• **GIVEN PASSAGE**
========================================================================

Europe's Rail Joint Undertaking has formally adopted a high-level proposal urging coordinated public-private investment totalling €18 billion between 2028 and 2034 to modernise European rail systems and counter intensifying global competition, according to a strategic paper approved by the partnership's governing board in early July.


The investment blueprint allocates €3 billion for research and innovation alongside €15 billion designated for pre-deployment of harmonised technologies and system-wide implementation. The proposal represents an attempt to position Europe's rail sector to meet ambitious policy objectives including tripling high-speed rail usage and doubling freight volumes by 2050 whilst maintaining the continent's technological leadership against emerging rivals.


European rail currently employs 2.3 million workers and contributes €143 billion to EU gross domestic product, sustaining a positive trade balance through global leadership in design, manufacture and maintenance. The sector confronts pressure to deliver enhanced interoperability, accelerated digitalisation, and seamless cross-border connectivity whilst navigating fragmented national frameworks that impede efficiency gains.


The proposed partnership model addresses what industry stakeholders characterise as the innovation valley of death, bridging the gap between laboratory research and full-scale commercial deployment. Pre-deployment activities managed at European Union level would reduce investment risks through validation in operational conditions before broader market introduction, creating stable frameworks for subsequent nationwide rollout.

Europe's Rail emphasises the strategic imperative of coordinated European-level governance given rail's inherently cross-border character and the necessity for standardised technical solutions. The partnership calls for supporting all innovation pipeline stages, from early-stage research through demonstration to pre-deployment at scale, ensuring European capacity to deliver clean technologies competitively.


The €18 billion investment represents approximately one-eighth of the estimated €100 billion required by 2035 to complete the trans-European transport network's core corridors and achieve the European Commission's high-speed rail expansion objectives. Success depends upon inclusive transparent partnerships involving operators, suppliers, research institutions, small and medium enterprises, member states, and Commission coordination.

========================================================================

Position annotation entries
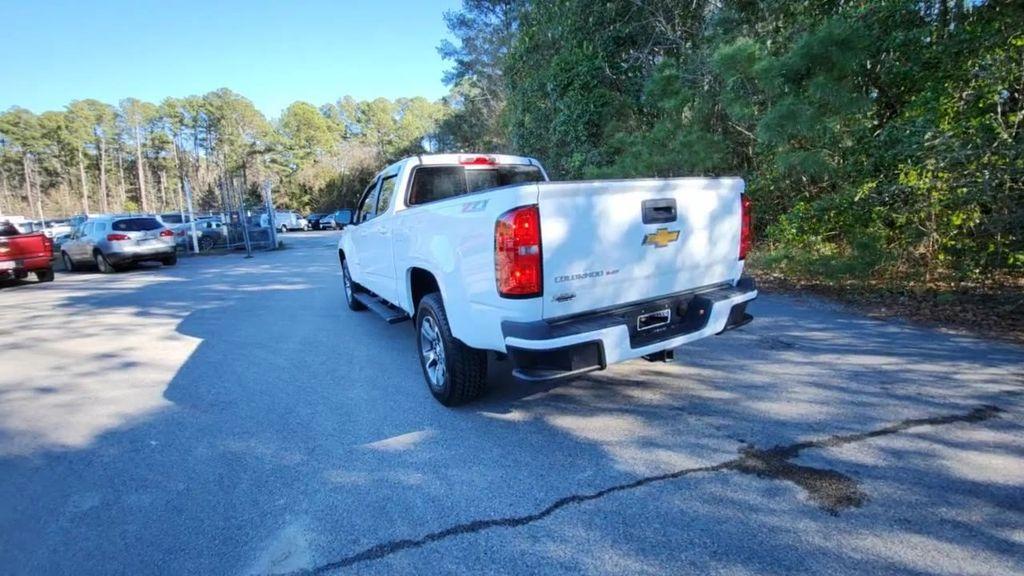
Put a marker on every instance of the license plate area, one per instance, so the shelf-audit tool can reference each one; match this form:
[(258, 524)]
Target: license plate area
[(666, 319), (652, 320)]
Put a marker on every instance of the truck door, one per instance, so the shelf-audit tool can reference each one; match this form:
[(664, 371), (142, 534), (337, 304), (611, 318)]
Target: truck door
[(377, 249)]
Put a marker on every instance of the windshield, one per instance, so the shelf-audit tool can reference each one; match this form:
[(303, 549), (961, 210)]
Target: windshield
[(437, 182)]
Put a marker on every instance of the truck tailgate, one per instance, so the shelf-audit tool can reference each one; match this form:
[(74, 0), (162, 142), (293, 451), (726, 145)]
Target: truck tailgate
[(615, 242), (26, 247)]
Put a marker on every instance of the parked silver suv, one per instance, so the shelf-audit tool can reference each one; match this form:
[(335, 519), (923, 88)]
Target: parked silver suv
[(113, 243)]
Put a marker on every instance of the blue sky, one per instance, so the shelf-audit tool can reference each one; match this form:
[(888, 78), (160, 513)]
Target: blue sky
[(271, 52)]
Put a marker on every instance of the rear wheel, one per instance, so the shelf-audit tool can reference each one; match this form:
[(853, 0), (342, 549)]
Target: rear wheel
[(455, 373), (69, 263), (103, 264), (350, 289)]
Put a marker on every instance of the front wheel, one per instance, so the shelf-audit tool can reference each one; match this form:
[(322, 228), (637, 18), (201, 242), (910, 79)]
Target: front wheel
[(455, 373), (350, 289)]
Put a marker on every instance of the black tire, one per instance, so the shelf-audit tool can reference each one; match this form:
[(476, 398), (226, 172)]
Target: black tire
[(351, 288), (69, 263), (102, 264), (464, 369)]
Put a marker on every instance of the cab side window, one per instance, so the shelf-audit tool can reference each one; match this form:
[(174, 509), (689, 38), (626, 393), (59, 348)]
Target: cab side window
[(385, 194), (368, 204)]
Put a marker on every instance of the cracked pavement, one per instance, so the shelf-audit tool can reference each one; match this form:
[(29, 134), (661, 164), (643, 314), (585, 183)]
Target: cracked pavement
[(230, 416)]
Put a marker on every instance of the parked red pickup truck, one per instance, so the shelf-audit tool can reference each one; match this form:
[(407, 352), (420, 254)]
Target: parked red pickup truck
[(22, 253)]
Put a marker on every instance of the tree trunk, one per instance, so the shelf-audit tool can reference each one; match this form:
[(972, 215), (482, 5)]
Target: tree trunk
[(140, 170), (85, 184), (163, 191), (4, 193), (943, 17), (28, 179), (121, 169), (104, 204)]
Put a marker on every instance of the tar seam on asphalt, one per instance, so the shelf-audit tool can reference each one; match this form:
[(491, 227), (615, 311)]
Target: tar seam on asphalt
[(830, 490)]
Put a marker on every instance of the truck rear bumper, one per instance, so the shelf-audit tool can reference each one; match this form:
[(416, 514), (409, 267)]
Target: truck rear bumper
[(545, 351), (19, 268)]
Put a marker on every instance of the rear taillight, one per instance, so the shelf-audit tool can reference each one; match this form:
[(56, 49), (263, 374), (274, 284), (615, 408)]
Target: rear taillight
[(745, 228), (517, 253)]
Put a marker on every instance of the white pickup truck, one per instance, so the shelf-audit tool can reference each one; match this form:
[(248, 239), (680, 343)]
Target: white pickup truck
[(561, 278)]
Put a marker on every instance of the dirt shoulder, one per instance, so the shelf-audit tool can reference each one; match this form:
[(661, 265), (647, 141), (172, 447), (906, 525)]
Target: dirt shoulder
[(993, 311)]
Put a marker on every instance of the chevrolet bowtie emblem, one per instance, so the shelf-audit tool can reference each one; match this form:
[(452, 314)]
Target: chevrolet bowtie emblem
[(660, 239)]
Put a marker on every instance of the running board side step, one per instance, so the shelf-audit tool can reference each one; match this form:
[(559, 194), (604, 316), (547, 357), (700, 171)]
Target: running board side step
[(389, 314)]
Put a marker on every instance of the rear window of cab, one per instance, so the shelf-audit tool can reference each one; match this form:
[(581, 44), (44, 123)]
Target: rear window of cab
[(136, 224), (431, 183)]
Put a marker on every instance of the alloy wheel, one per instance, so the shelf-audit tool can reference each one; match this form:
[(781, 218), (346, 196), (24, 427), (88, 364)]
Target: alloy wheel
[(432, 353)]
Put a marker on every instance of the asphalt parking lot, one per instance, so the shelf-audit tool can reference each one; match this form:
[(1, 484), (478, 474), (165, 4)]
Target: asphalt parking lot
[(231, 416)]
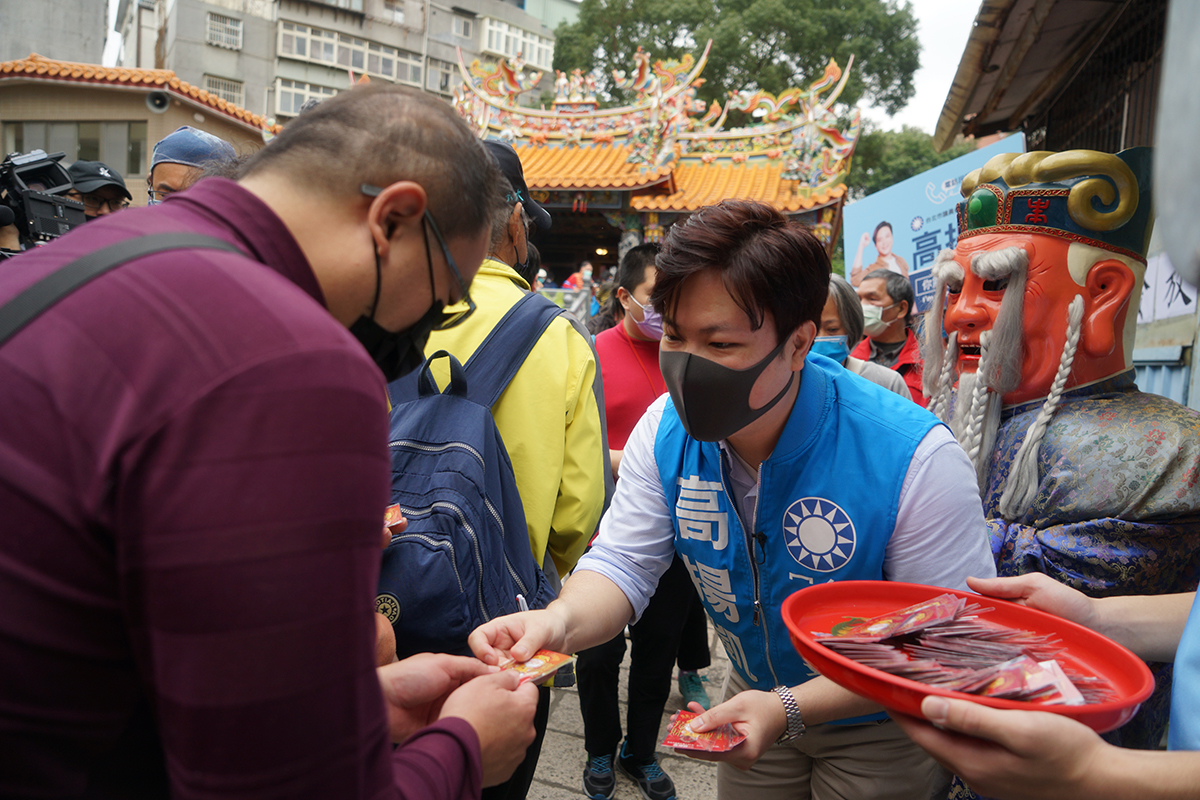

========================================================================

• **EXERCISE SET**
1. According to the rail investment text, how much of the proposed €18 billion is set aside for research and innovation?
2. Reproduce the rail investment text from "The proposed partnership" to "subsequent nationwide rollout." word for word.
Rely only on the rail investment text for these.

• **SOLUTIONS FOR EACH TASK**
1. €3 billion

2.
The proposed partnership model addresses what industry stakeholders characterise as the innovation valley of death, bridging the gap between laboratory research and full-scale commercial deployment. Pre-deployment activities managed at European Union level would reduce investment risks through validation in operational conditions before broader market introduction, creating stable frameworks for subsequent nationwide rollout.